◆ **Text provided**:
>>>
EAT> There are a couple of herb-themed eateries, including one specializing in Korean-style herb ribs. There’s a bakery and cafe, too.
STAY> This is a day trip from Seoul, but if you’d like to stay, Herb Island has some pension houses (some more outlandishly decorated than others) for you to stay at.
SEE> The garden is lit up in multicolored lights at night.
DO> Recover from the stresses of modern life at the Herb Healing Center spa.
GO> Take Bus 57 to Soyosan Station 소요산역 (Line 1) and get off at Samjeong-ri. From there, just walk to Herb Island.[divider]
Historic Incheon 인천
Perhaps best known for the dramatic Korean War battle that bears its name, Incheon has served as the world’s gateway to Korea for over a century. In the era of steam and sail, the city’s waterfront played host to a heady mix of races, cultures, religions and languages as the adventurous, ambitious, desperate and devout arrived on Korean shores in search of fortunes and souls. This heritage of cultural exchange has left an indelible imprint on the city—stroll about Incheon’s old town and you’ll come across Chinese townhouses, Japanese banks, colonial-style saloons and Christian churches..
EAT> Some of the best Chinese food in Korea can be had in Incheon’s Chinatown, Korea’s largest. Some historic eateries to try are Hyangmanseong (T. 032-766-2916) and Pungmi (T. 032-772-2680).
STAY> This is just a day trip from Seoul. If you are going to stay here, though, the Harbor Park Hotel (T. 032-770-9500) near Chinatown has great views of the harbor from the upper floors.
<<<
◆ **Exercise task 1**: Summarize the travel guide text in two sentences.
◆ **Exercise task 2**: According to the travel guide text, which hotel near Chinatown has great views of the harbor from its upper floors?
◆ **Exercise task 3**: List every kind of building the travel guide text says you can come across while strolling Incheon's old town.

◆ **Supplied entries**:
>>>
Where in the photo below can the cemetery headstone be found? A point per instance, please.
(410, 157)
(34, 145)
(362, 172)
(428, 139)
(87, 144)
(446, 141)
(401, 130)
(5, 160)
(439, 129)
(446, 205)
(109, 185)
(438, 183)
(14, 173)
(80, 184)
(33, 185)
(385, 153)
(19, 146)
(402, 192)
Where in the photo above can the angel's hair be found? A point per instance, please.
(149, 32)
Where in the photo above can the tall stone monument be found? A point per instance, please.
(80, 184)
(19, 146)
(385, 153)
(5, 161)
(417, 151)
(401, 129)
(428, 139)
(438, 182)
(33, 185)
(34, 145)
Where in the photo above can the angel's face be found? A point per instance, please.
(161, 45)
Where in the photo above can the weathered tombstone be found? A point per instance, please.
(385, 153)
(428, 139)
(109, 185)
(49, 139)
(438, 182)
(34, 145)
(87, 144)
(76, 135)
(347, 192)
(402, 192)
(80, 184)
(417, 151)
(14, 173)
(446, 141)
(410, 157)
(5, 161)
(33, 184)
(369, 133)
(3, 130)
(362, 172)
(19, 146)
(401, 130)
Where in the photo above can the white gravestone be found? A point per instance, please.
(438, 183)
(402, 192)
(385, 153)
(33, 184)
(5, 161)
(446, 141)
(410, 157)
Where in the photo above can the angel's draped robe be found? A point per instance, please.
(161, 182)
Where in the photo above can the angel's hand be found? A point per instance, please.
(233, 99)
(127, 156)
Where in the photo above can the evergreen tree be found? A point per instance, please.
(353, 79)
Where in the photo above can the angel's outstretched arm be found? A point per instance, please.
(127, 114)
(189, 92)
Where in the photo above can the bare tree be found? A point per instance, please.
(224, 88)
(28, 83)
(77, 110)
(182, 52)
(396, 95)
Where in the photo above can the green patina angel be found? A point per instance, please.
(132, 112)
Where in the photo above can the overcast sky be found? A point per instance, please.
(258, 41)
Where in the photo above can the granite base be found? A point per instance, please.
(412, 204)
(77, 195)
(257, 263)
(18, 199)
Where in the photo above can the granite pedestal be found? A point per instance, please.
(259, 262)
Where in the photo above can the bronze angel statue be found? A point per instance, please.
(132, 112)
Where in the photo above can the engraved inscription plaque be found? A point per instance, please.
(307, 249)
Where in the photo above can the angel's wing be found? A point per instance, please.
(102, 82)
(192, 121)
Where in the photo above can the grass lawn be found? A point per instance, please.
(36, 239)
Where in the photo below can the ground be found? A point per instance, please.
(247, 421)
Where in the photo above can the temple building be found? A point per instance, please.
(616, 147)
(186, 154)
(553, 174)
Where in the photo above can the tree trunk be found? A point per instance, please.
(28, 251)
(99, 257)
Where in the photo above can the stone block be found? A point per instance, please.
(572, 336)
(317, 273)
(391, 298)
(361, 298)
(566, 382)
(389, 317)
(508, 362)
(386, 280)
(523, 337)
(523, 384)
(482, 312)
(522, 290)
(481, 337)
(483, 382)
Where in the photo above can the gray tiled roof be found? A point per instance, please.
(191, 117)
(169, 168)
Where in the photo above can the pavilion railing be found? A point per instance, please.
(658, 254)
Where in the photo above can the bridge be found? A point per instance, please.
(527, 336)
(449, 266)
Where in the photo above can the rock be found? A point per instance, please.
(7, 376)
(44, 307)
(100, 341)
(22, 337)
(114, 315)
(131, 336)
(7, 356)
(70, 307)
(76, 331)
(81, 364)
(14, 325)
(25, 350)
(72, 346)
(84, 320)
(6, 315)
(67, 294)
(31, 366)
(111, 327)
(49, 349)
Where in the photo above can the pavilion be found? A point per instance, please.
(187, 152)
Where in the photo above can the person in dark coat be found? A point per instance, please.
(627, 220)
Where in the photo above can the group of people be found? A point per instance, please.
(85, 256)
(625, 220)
<<<
◆ **Final result 1**: Herb Island, a day trip from Seoul reached by Bus 57 from Soyosan Station, offers herb-themed eateries, pension houses, a garden lit in multicolored lights at night, and the Herb Healing Center spa. Incheon, the world's gateway to Korea for over a century, has an old town shaped by cultural exchange, Korea's largest Chinatown with some of the country's best Chinese food, and the Harbor Park Hotel with harbor views.

◆ **Final result 2**: The Harbor Park Hotel.

◆ **Final result 3**: Chinese townhouses, Japanese banks, colonial-style saloons, Christian churches